## begin Given data

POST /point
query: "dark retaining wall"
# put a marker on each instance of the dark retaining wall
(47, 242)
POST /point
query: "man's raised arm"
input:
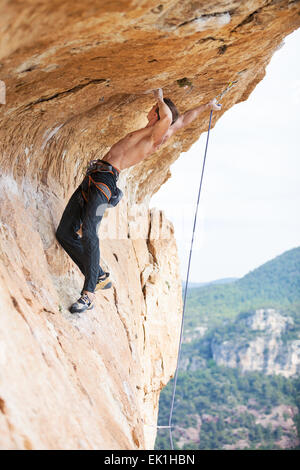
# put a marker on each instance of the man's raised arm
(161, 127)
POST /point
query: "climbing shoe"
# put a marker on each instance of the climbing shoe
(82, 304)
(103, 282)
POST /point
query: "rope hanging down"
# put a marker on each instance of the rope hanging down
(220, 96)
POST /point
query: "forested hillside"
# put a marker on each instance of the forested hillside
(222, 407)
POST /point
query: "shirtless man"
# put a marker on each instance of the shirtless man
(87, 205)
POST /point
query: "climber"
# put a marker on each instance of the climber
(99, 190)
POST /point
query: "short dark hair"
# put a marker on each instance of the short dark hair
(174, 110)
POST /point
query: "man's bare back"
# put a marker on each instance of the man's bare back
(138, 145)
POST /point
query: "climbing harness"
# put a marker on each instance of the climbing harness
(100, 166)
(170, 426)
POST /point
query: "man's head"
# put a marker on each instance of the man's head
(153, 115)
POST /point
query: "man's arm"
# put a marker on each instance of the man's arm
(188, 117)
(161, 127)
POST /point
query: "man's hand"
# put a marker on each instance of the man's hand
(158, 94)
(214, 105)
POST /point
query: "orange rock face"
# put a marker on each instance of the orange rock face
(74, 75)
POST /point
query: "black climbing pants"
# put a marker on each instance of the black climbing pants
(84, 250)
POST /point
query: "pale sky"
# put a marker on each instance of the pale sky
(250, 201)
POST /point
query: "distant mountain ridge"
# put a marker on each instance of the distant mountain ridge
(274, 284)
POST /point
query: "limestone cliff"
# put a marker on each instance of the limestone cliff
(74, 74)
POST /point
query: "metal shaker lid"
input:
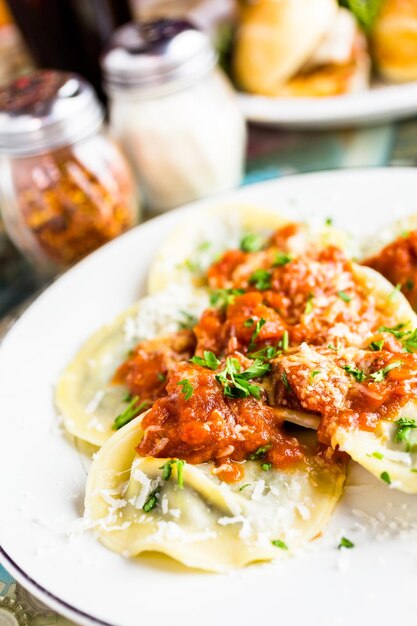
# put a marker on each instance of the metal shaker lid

## end Given data
## begin Given data

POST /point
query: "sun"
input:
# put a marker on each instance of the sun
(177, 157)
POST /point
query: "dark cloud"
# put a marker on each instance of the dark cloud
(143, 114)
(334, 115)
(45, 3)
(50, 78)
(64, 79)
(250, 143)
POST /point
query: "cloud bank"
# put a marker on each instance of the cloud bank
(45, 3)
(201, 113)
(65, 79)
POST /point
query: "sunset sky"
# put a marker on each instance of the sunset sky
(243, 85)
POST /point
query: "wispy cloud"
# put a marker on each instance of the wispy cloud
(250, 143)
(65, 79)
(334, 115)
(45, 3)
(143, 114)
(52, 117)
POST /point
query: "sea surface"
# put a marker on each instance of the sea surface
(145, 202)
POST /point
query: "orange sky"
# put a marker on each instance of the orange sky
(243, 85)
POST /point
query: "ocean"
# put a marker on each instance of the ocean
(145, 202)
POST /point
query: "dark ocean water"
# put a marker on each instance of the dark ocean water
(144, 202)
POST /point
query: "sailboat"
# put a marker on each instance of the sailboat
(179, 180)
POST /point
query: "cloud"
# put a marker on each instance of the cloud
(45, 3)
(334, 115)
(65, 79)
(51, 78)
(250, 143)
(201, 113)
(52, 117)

## end Given data
## begin Given data

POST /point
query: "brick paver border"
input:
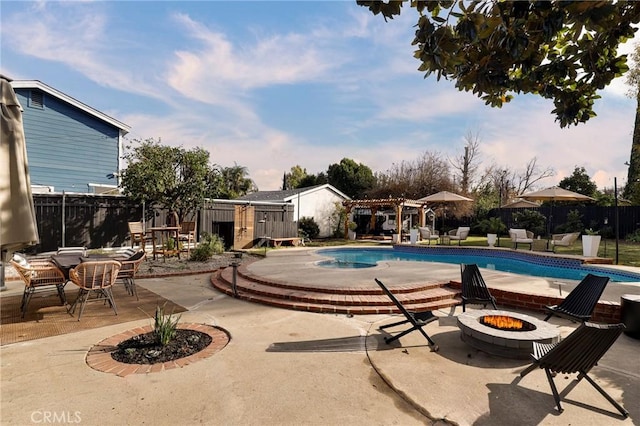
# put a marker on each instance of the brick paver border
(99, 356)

## end Given data

Collect every line of the listing above that contains the string "sailboat".

_Solution below_
query: "sailboat"
# put a marker on each instance of the sailboat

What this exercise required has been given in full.